--- Records to process ---

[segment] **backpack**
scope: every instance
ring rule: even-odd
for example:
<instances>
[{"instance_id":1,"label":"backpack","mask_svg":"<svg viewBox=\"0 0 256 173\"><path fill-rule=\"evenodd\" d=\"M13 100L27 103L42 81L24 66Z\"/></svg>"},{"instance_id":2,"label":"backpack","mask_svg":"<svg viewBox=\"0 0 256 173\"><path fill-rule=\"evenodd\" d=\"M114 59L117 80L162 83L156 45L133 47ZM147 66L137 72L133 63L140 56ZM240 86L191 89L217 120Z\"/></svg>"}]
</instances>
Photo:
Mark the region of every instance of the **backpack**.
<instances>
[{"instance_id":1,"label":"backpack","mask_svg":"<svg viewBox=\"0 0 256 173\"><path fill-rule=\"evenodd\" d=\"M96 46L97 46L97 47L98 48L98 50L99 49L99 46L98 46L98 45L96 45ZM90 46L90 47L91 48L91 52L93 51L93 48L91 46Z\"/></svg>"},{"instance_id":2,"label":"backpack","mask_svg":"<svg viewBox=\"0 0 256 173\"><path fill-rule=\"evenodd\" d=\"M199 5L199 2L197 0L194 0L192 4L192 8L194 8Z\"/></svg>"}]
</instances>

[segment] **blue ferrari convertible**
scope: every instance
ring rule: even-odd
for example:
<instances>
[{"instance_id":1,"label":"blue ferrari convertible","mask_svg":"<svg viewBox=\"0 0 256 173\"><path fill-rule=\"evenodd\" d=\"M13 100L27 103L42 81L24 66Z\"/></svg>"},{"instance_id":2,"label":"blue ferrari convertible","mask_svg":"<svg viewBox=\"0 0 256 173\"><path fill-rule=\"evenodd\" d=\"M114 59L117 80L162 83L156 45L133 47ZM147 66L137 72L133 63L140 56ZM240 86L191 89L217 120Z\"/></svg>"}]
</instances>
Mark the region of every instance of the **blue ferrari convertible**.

---

Aim of the exercise: From the entries above, pick out and copy every line that contains the string "Mark". Case counts.

Result of this task:
Mark the region of every instance of the **backpack**.
Mark the region of every instance of the **blue ferrari convertible**.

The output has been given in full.